**ENTRIES PROVIDED**
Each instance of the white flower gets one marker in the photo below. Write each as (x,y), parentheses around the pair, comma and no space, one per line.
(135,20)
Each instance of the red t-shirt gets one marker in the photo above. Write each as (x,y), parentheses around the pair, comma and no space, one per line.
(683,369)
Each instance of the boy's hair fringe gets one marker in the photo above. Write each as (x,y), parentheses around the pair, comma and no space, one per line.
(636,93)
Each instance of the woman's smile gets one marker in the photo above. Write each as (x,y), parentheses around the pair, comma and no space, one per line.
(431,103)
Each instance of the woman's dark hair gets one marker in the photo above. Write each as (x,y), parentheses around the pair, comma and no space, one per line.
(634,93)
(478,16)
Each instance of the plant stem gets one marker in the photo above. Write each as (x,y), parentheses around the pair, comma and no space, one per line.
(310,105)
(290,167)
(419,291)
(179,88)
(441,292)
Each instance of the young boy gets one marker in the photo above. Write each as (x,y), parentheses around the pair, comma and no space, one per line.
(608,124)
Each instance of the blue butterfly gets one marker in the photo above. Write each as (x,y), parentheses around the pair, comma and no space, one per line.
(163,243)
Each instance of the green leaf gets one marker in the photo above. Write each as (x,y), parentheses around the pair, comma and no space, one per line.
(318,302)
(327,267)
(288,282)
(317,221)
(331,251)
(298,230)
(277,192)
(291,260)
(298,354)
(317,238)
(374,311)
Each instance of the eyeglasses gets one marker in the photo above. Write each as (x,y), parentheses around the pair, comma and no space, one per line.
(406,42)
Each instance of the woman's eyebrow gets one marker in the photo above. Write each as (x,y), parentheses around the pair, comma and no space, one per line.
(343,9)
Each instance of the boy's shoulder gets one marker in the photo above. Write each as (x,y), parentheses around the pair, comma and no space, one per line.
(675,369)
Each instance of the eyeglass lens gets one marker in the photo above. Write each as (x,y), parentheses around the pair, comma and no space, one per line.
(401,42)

**AIM OF THE EXERCISE**
Starting at the top of the records, copy every line exactly.

**WRITTEN RESPONSE**
Each instance of the white flower gets one marker in the photo below. Write each as (x,y), parentheses around the pair, comma and no space, one per line.
(135,20)
Each instance of the red t-shirt gets one marker in the photo above. Write each as (x,y), parentheses around the pair, comma and no space, one per line.
(683,369)
Each instance of the boy's hair fringe gets one marker in the photo above. Write each as (x,y), parentheses around the pair, comma and no space, one per line.
(636,93)
Each instance of the woman's smile gets one marker in the photo above. Write each as (x,y), parentheses around the pair, comma and no space, one per line.
(431,103)
Each instance of the woman's dark hair gets one marker in the photo above. Write each as (x,y), parentheses around the pair, comma and no space, one per line.
(634,93)
(478,16)
Each instance of the plant stem gets one marker in the photo above. Write each as (x,y), parentheses around the pair, comma and no space, one per line.
(310,105)
(290,167)
(419,291)
(179,88)
(441,292)
Each instance of the young boy gets one marker in the photo above. Write each as (x,y), parentheses around the pair, comma and no space, one per line.
(608,124)
Each instance of the blue butterfly gets one marker in the photo above. Write each as (x,y), parentheses around the pair, comma and no space, one per line.
(163,243)
Each instance of the green leaf gets one marker in the photo above. Write each as (x,y), parentheses around the pair, comma and no space, one per line.
(318,302)
(327,267)
(288,282)
(317,221)
(331,251)
(298,230)
(277,192)
(291,260)
(298,354)
(317,238)
(374,311)
Each instance of the eyeglasses gets one marker in the photo above. Write each as (x,y), parentheses around the pair, comma and no space, one per line.
(406,42)
Each instance of the woman's eyebrow gets one marker in the photo above. Write each as (x,y), parentheses around the pair, comma and no space, one per line.
(343,9)
Each instance of the boy's shoulder gets one marker in the photo above. Write each as (x,y), parentheses around the pair, comma and no space, one per line.
(675,369)
Each instance of the eyeglass lens gets one marker in the photo above. Write each as (x,y), parentheses around the pair, comma and no space, one per line.
(401,42)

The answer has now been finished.